* [DESCRIPTION OF THE TASK] According to the prospectus excerpt below, why might the scope of the information it contains differ from what investors receive from other public companies? Explain in one to three sentences.

* [TEXT PASSAGE]

⟨

Our future success depends on our ability to retain our executive officers and to attract, retain and motivate qualified
personnel.
Corporate Information
We were incorporated in Delaware in August 2003. Our principal executive offices are located at 142 Temple
St., Suite 205, New Haven, Connecticut 06510 and our telephone number is (203) 315-0566. Our website address is
www.marinuspharma.com
. The inclusion of our website address in this
prospectus is, in each case, intended to be an inactive textual reference only and
not an active hyperlink to our website. The information contained in, or that can be accessed through, our website is not part of this prospectus.
Implications of Being an Emerging Growth Company
We are an "emerging growth company," as defined in Section 2(a) of the Securities Act of 1933, as amended, or the Securities
Act, as modified by the Jumpstart Our Business Startups Act of 2012, or the JOBS Act. As such, we are eligible to take advantage of exemptions from various disclosure and reporting requirements that
are applicable to other public companies that are not "emerging growth companies" including, but not limited to:
not being required to comply with the auditor attestation requirements of Section 404(b) of the Sarbanes-Oxley Act
of 2002, or the Sarbanes-Oxley Act;
being permitted to present only two years of audited financial statements and only two years of related Management's
Discussion and Analysis of Financial Condition and Results of Operations, in each case, instead of three years;
being permitted to present the same number of years of selected financial data as the years of audited financial
statements presented, instead of five years;
reduced disclosure obligations regarding executive compensation, including the omission of a compensation disclosure and
analysis;
not being required to comply with any requirement that may be adopted by the Public Company Accounting Oversight Board
regarding mandatory audit firm rotation or a supplement to the auditor's report providing additional information about the audit and the financial statements;
and
exemptions from the requirements of holding a non-binding advisory vote on executive compensation and stockholder approval
of any golden parachute payments not previously approved.
We
may choose to take advantage of some or all of the available exemptions. We have taken advantage of some of the reduced reporting burdens in this prospectus. Accordingly, the scope of
the information contained herein may be different than the scope of the information you receive from other public companies in which you hold stock. We do not know if some investors will find our
shares less attractive as a result of our utilization of these or other exemptions. The result may be a less active trading market for our shares, and our share price may be more volatile.

⟩

* [GIVEN ENTRIES]
⟨

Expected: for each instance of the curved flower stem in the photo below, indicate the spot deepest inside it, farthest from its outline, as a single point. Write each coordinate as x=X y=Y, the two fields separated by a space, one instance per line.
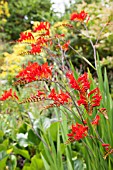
x=93 y=46
x=72 y=100
x=37 y=133
x=62 y=54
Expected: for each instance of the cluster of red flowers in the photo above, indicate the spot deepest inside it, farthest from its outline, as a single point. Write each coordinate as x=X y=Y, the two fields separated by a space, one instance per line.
x=8 y=94
x=79 y=16
x=78 y=132
x=43 y=26
x=34 y=72
x=88 y=99
x=60 y=98
x=25 y=36
x=36 y=44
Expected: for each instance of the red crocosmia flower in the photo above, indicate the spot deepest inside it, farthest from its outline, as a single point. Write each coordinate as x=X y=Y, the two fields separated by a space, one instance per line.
x=106 y=146
x=96 y=98
x=81 y=84
x=60 y=98
x=96 y=120
x=43 y=26
x=35 y=72
x=36 y=48
x=65 y=46
x=90 y=100
x=78 y=16
x=8 y=94
x=78 y=132
x=53 y=95
x=104 y=112
x=25 y=36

⟩

* [RESPONSE AREA] As an "emerging growth company" under the Securities Act as modified by the JOBS Act, the company may use exemptions from various disclosure and reporting requirements. It has used some of these reduced reporting burdens in this prospectus, so the scope of its information may differ from that of other public companies.